Looking for new customers in France, Belgium, United Kingdom, and other European countries, I realized that the number of pharmaceutical companies working on Small Chemical Entities (SME)is reducing, with the market moving towards biologics . So I wondered whether the future will be chemical or biological.


Biologics existed for a long time: for example, preventive vaccines made up of inactivated or attenuated forms of the pathogens (virus or bacteria). Blood products and hormones such as insulin have also been represented in the market for many years. Nowadays we can add large peptides and recombinant proteins, as well as what are known as therapeutic vaccines.
Biologics initially emerged to answer a specific need: how to break a protein-protein interaction (PPI) characterized by large and often flat surfaces with few charged pockets, making it difficult for chemical entities to bind. But what is the difference between biologics and SME? Is one class significantly better than the other?

Biologics vs chemicals

It seems that the “only” strong point of biologics is that they can interact with challenging targets or activate specific mechanisms of action which have thus far eluded small molecule drugs. But it also looks as if biologics are delivering a better overall economic return than SME for several reasons:

  • The treatment is expensive, which means that the financial return per patient is very high.
  • Studies also show that the rate of attrition for biologics is lower than for small molecules.
  • Moreover, once the patents expire, these developers face less competition from biosimilars than small molecule producers do from chemical generics.



Nevertheless, manufacture is still a very delicate point. I recently read that the ideal product would be a chemical molecule big enough to break PPI without the constraints of a biologics . And, hardly surprisingly, several companies are already moving in that direction. We are working with HQL with the aim of developing new PPI and we have also been approached to work on several PPI disruptions.


Nowadays, the types of biological therapy have expanded to include nanoparticles, fusion proteins, immune-conjugates, etc…. These latest technologies use a combination of biologicals and chemical entities. These new pharmaceutical products involve chemistry in two ways. Firstly, the proper conjugate is a chemical product and, in that case, the “biological” is used as carrier to help target the right cells. Secondly, the two combined products are linked using chemical linkers. These specific linkers will require a certain level of development as they may, for example, help with the release of the active product.


The design and synthesis of these new chemical products will be a new challenge for the chemical company chemists and this novel paradigm will undoubtedly raise new issues on which our regulatory agencies will have to work hard. But chemistry is undoubtedly still well positioned in the race for new pharmaceutical developments.

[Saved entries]
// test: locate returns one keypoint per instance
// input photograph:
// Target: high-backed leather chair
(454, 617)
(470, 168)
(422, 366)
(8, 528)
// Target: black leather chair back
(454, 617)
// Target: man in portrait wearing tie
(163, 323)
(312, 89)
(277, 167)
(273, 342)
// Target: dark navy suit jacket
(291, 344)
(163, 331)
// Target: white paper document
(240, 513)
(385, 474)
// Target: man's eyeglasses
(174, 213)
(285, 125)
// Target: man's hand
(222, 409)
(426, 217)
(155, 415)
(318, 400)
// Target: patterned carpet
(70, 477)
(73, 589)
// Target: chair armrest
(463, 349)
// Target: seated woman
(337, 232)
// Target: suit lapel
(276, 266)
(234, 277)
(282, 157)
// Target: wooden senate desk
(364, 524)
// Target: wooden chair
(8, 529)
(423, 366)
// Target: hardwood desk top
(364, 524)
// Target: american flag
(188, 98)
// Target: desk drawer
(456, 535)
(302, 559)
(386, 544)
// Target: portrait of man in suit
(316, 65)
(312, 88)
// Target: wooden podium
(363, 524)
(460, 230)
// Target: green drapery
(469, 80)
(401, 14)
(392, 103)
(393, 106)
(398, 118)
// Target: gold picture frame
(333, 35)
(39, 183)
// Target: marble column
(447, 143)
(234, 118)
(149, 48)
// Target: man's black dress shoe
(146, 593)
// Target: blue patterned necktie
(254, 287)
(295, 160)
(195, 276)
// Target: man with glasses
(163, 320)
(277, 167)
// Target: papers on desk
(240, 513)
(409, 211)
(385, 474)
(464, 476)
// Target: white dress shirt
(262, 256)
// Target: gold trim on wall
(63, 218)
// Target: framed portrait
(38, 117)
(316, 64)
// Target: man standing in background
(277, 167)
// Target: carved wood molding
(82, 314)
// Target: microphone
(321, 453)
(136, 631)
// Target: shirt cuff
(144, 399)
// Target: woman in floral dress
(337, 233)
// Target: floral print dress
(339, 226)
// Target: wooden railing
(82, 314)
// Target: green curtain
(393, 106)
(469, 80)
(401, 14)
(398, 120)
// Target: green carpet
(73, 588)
==
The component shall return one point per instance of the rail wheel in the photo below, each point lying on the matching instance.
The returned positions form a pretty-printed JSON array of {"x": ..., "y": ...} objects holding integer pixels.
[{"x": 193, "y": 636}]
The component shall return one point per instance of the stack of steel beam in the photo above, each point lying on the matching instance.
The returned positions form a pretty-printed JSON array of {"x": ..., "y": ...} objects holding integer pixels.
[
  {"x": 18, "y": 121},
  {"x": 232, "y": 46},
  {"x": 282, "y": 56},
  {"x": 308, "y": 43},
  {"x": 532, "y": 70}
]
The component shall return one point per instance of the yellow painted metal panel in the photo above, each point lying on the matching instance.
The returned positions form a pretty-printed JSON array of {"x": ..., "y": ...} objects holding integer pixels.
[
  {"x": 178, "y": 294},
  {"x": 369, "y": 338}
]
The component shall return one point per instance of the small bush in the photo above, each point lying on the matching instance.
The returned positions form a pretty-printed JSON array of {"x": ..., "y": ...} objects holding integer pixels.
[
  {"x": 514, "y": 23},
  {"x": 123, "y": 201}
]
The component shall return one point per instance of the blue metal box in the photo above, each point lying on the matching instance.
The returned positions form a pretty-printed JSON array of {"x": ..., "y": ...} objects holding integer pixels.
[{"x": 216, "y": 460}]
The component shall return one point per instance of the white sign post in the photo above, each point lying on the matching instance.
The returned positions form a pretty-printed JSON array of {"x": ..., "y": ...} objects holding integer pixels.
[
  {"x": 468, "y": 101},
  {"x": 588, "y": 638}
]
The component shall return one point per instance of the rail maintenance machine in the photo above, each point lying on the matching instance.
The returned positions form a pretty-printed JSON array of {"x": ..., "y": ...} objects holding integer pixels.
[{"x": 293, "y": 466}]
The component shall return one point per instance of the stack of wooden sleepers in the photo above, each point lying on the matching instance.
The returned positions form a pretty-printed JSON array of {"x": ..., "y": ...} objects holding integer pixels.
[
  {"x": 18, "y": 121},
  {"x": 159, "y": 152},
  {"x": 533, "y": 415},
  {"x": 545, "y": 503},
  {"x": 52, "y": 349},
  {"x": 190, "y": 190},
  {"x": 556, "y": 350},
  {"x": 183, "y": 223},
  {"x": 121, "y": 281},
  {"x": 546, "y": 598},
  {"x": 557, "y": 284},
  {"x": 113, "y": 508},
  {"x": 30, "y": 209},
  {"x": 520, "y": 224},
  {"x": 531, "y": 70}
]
* * *
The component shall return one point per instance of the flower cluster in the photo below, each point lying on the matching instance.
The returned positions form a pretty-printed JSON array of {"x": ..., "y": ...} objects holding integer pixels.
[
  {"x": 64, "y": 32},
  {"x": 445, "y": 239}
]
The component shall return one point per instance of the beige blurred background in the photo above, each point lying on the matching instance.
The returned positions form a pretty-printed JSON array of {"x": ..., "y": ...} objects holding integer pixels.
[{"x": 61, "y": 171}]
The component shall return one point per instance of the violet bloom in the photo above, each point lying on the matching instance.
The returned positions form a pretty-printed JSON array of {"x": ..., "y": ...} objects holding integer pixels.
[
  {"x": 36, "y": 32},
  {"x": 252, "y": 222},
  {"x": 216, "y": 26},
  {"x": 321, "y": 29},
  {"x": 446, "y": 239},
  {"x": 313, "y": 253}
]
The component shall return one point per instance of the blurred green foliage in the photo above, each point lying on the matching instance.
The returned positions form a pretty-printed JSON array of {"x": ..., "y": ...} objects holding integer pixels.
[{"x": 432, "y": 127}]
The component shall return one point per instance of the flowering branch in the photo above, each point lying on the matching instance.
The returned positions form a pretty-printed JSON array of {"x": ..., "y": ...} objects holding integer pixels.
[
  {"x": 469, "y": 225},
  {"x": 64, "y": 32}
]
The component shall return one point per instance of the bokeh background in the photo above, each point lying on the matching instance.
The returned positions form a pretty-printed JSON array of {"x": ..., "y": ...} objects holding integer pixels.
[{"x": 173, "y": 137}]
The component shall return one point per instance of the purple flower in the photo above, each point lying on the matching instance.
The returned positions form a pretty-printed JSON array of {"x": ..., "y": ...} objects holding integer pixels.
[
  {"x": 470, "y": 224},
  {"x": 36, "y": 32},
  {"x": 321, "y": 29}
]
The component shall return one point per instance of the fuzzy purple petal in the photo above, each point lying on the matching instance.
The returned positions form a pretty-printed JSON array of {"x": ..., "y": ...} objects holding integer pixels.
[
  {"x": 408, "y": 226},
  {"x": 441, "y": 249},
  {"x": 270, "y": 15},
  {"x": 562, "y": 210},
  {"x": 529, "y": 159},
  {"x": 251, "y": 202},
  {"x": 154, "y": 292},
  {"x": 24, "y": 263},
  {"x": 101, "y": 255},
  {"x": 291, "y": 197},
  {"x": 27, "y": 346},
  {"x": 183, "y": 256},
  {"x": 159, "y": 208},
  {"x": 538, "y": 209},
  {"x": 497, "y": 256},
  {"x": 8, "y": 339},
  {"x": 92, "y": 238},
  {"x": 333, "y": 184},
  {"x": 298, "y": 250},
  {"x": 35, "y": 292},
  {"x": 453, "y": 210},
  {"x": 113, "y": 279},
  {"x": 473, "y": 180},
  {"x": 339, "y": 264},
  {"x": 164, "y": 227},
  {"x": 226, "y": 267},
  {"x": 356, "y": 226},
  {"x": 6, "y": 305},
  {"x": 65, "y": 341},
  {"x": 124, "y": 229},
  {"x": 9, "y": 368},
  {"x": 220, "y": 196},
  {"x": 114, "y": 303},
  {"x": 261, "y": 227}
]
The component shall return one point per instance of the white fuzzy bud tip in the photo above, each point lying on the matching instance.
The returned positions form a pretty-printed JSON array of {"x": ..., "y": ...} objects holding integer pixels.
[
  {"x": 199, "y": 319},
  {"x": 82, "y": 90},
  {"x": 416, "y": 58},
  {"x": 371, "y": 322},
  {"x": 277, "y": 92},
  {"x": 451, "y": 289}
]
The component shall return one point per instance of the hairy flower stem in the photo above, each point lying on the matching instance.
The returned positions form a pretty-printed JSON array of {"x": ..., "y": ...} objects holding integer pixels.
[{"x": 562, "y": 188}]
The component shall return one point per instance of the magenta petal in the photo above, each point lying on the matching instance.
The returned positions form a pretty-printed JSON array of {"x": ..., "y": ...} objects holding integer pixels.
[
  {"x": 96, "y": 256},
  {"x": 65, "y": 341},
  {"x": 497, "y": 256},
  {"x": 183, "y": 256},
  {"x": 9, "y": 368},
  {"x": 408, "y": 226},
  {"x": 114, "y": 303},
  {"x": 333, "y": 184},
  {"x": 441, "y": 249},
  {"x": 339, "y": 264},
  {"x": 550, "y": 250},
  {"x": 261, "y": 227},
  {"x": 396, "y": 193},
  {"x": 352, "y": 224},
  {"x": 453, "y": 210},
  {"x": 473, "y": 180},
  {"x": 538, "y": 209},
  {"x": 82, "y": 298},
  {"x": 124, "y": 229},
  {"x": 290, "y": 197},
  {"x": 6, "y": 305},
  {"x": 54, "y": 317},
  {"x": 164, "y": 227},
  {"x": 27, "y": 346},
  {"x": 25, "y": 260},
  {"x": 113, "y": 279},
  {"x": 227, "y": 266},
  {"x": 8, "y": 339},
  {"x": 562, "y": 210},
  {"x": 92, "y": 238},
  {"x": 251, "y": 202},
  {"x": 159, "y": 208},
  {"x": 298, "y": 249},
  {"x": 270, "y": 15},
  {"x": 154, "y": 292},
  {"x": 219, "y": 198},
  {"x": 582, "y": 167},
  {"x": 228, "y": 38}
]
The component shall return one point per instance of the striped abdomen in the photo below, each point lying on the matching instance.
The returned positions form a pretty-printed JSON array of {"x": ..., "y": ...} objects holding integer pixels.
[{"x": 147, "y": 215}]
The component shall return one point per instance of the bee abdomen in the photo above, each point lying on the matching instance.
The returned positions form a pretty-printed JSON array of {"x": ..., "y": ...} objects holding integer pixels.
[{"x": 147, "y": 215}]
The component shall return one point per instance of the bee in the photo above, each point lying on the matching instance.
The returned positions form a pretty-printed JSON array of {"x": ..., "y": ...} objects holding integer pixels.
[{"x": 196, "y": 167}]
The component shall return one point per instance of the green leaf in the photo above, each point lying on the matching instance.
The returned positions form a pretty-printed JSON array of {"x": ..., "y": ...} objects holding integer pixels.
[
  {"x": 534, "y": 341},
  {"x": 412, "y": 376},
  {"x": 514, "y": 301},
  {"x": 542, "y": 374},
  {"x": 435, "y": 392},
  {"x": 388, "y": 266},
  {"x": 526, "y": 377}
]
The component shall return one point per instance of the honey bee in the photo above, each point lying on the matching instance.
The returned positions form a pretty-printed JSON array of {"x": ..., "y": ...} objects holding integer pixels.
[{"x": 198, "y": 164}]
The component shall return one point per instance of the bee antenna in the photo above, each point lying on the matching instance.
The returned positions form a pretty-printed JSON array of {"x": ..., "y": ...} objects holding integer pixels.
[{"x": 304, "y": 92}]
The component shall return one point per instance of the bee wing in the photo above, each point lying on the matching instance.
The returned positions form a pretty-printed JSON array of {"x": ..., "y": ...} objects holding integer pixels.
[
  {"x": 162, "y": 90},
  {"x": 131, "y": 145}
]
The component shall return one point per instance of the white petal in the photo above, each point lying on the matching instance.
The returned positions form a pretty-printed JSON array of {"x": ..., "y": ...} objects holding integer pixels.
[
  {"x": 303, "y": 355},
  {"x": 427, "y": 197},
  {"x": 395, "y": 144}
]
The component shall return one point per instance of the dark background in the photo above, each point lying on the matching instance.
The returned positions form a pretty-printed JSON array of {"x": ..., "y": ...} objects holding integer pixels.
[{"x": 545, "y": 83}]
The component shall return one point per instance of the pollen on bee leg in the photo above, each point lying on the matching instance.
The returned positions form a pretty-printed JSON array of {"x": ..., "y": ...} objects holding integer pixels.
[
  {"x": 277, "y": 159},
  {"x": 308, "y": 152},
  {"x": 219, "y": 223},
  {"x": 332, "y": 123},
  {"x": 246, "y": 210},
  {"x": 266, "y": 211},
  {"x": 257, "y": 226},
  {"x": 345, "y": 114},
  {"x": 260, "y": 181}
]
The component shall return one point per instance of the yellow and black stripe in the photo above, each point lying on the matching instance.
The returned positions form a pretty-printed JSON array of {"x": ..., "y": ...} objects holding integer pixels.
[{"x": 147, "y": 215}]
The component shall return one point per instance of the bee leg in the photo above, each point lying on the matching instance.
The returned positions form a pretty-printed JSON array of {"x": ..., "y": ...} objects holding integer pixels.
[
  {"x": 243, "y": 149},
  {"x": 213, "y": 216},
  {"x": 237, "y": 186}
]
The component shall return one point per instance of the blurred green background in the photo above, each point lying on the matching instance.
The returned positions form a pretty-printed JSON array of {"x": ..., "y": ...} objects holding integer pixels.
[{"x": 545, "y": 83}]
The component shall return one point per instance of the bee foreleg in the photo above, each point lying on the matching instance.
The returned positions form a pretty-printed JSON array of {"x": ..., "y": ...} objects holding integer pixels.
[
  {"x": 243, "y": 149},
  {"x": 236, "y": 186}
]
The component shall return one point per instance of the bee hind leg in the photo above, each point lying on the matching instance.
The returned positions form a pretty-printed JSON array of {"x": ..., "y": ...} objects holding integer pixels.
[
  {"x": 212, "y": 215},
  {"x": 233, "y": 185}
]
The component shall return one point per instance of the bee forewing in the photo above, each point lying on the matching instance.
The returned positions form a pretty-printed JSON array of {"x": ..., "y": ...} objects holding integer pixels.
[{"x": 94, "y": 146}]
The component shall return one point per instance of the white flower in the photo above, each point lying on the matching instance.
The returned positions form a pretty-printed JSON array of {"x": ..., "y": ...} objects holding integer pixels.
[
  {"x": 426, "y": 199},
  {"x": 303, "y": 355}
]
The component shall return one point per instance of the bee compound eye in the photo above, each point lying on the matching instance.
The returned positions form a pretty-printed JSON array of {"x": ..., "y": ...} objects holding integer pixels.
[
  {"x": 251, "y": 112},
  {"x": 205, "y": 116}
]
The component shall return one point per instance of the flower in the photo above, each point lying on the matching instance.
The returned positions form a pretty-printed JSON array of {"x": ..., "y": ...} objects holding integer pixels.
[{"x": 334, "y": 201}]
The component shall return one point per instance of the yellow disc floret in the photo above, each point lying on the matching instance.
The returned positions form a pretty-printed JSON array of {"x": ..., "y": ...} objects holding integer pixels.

*Exercise directions*: Please update the article on biologics versus chemical drugs by writing it out again between "The design and" and "new pharmaceutical developments.", inclusive, with "regulatory agencies" changed to "health authorities".

*Reply*:
The design and synthesis of these new chemical products will be a new challenge for the chemical company chemists and this novel paradigm will undoubtedly raise new issues on which our health authorities will have to work hard. But chemistry is undoubtedly still well positioned in the race for new pharmaceutical developments.